_Source_
>> START

Monday, March 02, 2015

Juliet Barker - Agincourt

The Battle of Agincourt has been much mythologised by the English. Part of the fault is Shakespeare's who used it to create an image of Henry V as a heroic, brave and above all, patriotic king. But there are others too, not least Churchill, who according to Juliet Barker, urged Laurence Olivier to make a film of Shakespeare's play to prepare the English people for the Normandy invasion. The removal from that version of the plot against Henry help create a sense of a unified country going to war against France in everyone's interest.

With her typical attention to detail and scholarship Juliet Barker restores the real story of Agincourt. Here are knights with armour rusted from a long march in the rain, trying to avoid engaging the French to early. Here are bodies stripped naked on the battlefield as victorious English soldiers took anything of value from them, before the local peasantry removed what remained. Here are also the English army who suffered so badly from dysentery that they cut their trousers off to improve matters before the battle, and Henry's massacre of French prisoners in the aftermath of the battle when thinking a French trumpet call meant counter attack was imminent.

>> END

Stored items
>> START

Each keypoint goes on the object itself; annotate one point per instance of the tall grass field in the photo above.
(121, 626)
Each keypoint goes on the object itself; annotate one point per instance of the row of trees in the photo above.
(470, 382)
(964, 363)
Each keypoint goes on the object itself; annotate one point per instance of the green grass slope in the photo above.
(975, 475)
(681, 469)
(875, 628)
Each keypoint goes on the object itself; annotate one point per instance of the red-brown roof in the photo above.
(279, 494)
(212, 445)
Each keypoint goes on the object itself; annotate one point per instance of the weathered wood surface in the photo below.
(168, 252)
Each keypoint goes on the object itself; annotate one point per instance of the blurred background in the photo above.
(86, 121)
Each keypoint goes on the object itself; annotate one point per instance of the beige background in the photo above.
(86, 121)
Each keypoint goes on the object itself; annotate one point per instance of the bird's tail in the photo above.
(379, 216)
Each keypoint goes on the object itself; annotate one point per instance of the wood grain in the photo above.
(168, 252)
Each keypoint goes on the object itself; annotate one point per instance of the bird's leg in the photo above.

>> END

_Task list_
(A) Say whether each statement agrees with the Agincourt review, answering yes or no and quoting the deciding words of the review: (i) Churchill urged Laurence Olivier to film Shakespeare's play; (ii) the film version kept the plot against Henry; (iii) English soldiers cut off their trousers because of dysentery.
(B) According to the Agincourt review, what did Henry think a French trumpet call meant when he massacred the French prisoners?
(C) Write out the passage of the Agincourt review between "The Battle of" and "in everyone's interest.", inclusive.
The stored items are separate material, unrelated to the Agincourt review.

_Set of answers_
(A)
(i) Yes: "urged Laurence Olivier to make a film of Shakespeare's play to prepare the English people for the Normandy invasion."
(ii) No: "The removal from that version of the plot against Henry help create a sense of a unified country going to war against France."
(iii) Yes: "suffered so badly from dysentery that they cut their trousers off to improve matters before the battle."

(B) He thought it meant a counter attack was imminent.

(C)
The Battle of Agincourt has been much mythologised by the English. Part of the fault is Shakespeare's who used it to create an image of Henry V as a heroic, brave and above all, patriotic king. But there are others too, not least Churchill, who according to Juliet Barker, urged Laurence Olivier to make a film of Shakespeare's play to prepare the English people for the Normandy invasion. The removal from that version of the plot against Henry help create a sense of a unified country going to war against France in everyone's interest.